- **Assignment**
Could you retype the weed-control post word for word, starting at the words "This approach, along" and stopping after "and other wildlife."?

- **Extract provided**

Some of your problem weeds tend to resist gly. One of the things I found was that the more gly I used, the less weed diversity I found. It was most evident in my RR soybean fields where gly was used multiple times per year, but even other fields where gly was just used for burn-down, I noticed it. Mowing can be an answer for some noxious broadleaf weeds but less so for others. I seem to be finding that it is good to vary the burn-down herbicides. I now use generic liberty some times and gly with 24d sometimes for burndown. I no longer plant beans, so I don't need the liberty-link system but just using it for burndown kills some weeds that gly does not.

This approach, along with mowing when needed, seems to help. I still get weeds and have a high tolerance for weeds in general when there is a good diversity as many are good for deer and other wildlife.
 
As I explained above I dont like to spray much and rarely do and would rather mow. The thistle around here was well established from decades of cows running the pasture and woods by previous owners.

(Saved entries)
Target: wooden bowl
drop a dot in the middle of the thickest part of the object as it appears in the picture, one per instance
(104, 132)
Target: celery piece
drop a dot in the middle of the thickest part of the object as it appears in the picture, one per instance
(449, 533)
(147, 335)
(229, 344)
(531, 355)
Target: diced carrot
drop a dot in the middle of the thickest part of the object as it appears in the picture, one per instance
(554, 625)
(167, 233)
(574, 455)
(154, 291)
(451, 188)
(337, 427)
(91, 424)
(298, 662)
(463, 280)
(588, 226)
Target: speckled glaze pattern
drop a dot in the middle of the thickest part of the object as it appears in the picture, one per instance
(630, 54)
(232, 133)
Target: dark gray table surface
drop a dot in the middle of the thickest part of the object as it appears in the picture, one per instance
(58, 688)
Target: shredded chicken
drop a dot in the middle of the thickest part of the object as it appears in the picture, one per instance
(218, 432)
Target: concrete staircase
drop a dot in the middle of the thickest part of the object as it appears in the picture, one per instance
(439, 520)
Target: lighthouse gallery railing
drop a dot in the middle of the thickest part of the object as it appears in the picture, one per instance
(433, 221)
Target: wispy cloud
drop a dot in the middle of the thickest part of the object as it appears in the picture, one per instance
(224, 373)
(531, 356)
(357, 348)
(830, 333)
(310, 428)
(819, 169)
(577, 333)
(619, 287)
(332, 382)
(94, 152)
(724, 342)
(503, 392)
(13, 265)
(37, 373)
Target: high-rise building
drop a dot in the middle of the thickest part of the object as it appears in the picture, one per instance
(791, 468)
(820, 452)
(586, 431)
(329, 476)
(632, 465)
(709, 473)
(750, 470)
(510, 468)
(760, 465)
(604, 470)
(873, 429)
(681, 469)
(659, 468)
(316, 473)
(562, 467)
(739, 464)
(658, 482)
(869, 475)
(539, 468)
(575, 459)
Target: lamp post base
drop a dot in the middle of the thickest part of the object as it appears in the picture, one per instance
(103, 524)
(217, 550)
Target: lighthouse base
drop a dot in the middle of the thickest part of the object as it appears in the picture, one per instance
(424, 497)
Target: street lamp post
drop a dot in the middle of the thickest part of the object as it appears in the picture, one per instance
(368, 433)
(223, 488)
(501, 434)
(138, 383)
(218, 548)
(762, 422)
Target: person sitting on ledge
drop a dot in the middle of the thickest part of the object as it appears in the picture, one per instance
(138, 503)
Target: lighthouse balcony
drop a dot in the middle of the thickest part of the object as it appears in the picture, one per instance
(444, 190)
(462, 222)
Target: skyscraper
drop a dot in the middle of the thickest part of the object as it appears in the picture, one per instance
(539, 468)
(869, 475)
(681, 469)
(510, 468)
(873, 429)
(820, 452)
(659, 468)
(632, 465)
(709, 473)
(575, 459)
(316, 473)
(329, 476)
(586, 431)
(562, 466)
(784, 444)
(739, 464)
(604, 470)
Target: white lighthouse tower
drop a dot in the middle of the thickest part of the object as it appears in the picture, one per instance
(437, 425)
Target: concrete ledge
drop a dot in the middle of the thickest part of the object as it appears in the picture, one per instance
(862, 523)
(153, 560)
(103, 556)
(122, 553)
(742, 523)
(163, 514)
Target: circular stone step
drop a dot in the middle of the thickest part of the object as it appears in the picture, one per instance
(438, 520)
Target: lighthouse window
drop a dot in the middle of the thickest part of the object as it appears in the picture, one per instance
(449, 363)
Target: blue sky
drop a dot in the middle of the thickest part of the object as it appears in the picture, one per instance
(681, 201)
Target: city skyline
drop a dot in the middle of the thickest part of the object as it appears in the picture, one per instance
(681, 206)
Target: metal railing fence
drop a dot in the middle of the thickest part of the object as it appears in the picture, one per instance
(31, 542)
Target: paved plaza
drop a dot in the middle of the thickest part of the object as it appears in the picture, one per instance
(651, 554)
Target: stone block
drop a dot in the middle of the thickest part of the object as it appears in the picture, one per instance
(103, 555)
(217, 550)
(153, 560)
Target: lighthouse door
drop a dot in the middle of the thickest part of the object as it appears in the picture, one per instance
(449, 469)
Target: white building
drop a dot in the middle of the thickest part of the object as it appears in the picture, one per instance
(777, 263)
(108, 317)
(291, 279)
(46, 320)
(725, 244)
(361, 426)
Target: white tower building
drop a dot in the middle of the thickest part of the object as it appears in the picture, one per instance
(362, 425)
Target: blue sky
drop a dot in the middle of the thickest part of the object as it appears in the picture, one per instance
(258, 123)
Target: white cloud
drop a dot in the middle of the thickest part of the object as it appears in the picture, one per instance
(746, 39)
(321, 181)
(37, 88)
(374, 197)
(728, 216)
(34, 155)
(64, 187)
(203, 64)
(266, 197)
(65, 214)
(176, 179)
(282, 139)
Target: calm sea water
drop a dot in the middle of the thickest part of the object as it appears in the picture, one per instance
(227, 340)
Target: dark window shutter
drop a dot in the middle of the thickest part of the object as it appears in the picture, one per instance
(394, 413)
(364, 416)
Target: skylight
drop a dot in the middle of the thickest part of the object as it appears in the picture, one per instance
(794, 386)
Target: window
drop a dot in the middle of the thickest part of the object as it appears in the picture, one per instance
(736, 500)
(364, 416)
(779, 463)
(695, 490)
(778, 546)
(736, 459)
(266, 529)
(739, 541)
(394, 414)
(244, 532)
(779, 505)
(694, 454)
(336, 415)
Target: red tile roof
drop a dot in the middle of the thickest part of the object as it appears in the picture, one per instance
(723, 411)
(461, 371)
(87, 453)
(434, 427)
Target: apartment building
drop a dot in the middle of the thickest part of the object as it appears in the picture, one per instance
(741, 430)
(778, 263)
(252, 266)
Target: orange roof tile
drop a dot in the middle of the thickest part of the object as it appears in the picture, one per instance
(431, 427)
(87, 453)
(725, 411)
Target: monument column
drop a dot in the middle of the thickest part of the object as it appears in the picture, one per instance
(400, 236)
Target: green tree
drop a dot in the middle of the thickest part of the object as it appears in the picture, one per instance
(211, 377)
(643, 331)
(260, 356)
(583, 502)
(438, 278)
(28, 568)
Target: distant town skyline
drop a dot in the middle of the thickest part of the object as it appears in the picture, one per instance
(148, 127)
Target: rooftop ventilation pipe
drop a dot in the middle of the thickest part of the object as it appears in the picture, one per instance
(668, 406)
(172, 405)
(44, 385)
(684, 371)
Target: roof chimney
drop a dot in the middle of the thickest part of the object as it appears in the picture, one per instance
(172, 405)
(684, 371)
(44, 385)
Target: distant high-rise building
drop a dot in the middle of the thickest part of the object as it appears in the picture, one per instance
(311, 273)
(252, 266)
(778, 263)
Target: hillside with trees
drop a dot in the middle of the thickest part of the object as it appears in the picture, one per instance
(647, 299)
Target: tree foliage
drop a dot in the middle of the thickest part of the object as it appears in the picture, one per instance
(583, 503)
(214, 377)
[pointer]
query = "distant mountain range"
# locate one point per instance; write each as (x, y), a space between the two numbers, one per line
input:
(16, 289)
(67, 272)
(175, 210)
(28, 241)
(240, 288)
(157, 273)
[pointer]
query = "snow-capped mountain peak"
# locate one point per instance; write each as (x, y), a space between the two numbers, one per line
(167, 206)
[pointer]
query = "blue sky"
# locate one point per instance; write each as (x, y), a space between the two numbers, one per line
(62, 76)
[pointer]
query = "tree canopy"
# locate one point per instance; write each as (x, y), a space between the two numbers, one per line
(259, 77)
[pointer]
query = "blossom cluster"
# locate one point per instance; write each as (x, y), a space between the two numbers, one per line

- **Reply**
This approach, along with mowing when needed, seems to help. I still get weeds and have a high tolerance for weeds in general when there is a good diversity as many are good for deer and other wildlife.